*** TEXT UNDER STUDY ***

Racial/ethnic variation in the prevalence of vaccine-related human papillomavirus genotypes.

Author information

1
a Department of Pediatrics , Baylor College of Medicine , Houston , TX , USA.
2
b Dan L. Duncan Cancer Center , Baylor College of Medicine , Houston , TX , USA.
3
c Department of Pediatrics , Tulane University School of Medicine , New Orleans , LA , USA.
4
d Department of Obstetrics and Gynecology , Texas Tech Health Sciences Center , El Paso , TX , USA.
5
e Department of Diagnostic and Biomedical Sciences , University of Texas School of Dentistry , Houston , TX , USA.
6
f Department of Integrative Oncology , British Columbia Cancer Research Centre , Vancouver , BC , Canada.
7
g Department of Otolaryngology , Baylor College of Medicine , Houston , TX , USA.
8
h Department of Obstetrics and Gynecology , Brookdale University Hospital and Medical Center , Brooklyn , NY , USA.

*** End of TEXT UNDER STUDY ***

EXERCISE DIRECTIONS: Pick up the article header on racial and ethnic differences in vaccine-related HPV types right after its last line. The records have no connection to the article header above.

*** PROVIDED MATERIAL ***

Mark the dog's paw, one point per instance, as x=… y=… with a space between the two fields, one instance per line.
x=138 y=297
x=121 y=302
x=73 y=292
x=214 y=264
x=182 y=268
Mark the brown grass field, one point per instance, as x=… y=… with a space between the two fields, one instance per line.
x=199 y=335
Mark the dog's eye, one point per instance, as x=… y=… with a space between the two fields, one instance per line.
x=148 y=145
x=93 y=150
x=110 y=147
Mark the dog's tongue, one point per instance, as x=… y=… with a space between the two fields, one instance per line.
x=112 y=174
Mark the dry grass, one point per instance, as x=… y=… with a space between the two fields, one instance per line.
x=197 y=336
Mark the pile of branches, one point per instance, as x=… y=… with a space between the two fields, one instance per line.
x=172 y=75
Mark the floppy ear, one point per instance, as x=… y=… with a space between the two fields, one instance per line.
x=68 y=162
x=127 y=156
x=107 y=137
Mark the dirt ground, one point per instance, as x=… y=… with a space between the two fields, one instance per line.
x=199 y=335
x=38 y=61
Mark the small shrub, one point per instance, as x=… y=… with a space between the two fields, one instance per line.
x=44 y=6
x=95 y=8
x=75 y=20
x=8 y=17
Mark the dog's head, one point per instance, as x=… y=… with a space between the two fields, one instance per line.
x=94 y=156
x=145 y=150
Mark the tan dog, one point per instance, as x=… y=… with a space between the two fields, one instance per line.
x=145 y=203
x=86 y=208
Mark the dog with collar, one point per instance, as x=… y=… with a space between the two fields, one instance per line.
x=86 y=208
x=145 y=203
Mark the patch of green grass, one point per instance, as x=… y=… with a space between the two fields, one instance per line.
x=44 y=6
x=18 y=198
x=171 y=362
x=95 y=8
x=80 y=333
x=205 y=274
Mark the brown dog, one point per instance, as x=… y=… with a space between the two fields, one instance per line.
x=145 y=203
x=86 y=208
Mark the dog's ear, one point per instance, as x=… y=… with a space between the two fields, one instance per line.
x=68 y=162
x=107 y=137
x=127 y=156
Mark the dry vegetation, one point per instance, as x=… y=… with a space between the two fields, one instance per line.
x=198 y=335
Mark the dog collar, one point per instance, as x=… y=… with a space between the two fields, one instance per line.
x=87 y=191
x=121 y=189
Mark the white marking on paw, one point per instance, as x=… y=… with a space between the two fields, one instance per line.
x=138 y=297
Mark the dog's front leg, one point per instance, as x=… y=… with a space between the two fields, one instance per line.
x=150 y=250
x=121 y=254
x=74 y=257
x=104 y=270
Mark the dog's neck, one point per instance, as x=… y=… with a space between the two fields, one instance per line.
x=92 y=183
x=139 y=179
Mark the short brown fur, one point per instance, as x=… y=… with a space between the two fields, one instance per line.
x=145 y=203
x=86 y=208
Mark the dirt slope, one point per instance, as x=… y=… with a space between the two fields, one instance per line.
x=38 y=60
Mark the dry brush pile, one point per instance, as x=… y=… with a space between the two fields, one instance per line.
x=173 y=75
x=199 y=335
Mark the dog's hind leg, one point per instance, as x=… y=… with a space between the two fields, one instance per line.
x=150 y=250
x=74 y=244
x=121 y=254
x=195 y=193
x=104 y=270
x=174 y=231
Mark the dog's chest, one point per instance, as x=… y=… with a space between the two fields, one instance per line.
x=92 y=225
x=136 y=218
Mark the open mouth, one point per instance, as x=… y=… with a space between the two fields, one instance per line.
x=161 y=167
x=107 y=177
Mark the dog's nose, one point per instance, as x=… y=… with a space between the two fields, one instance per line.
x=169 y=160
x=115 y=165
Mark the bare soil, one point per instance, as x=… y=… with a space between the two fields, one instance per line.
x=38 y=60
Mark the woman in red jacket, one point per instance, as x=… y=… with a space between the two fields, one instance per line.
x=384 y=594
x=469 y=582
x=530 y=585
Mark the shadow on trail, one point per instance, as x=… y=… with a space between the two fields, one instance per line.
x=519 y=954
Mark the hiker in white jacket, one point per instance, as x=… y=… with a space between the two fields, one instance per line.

*** End of PROVIDED MATERIAL ***

ANSWER FOR THIS EXERCISE:
Abstract

OBJECTIVE:

There are currently three licensed human papillomavirus (HPV) vaccines that protect against cervical cancer. Here we compare the prevalence of bi-, quadri-, and nonavalent vaccine-related HPV genotypes in a multi-ethnic sample of non-Hispanic white, non-Hispanic black, Hispanic, and Asian women.

DESIGN:

Patients in this analysis (n = 419) represent a subset of women with a previous abnormal Pap test participating in a clinical trial. HPV genotyping was conducted using the Roche Linear Array. Prevalent HPV genotypes were grouped according to their inclusion in each of the vaccines: bivalent (16, 18), quadrivalent (16, 18, 6, 11), and nonavalent (16, 18, 31, 33, 45, 52, 58, 6, 11).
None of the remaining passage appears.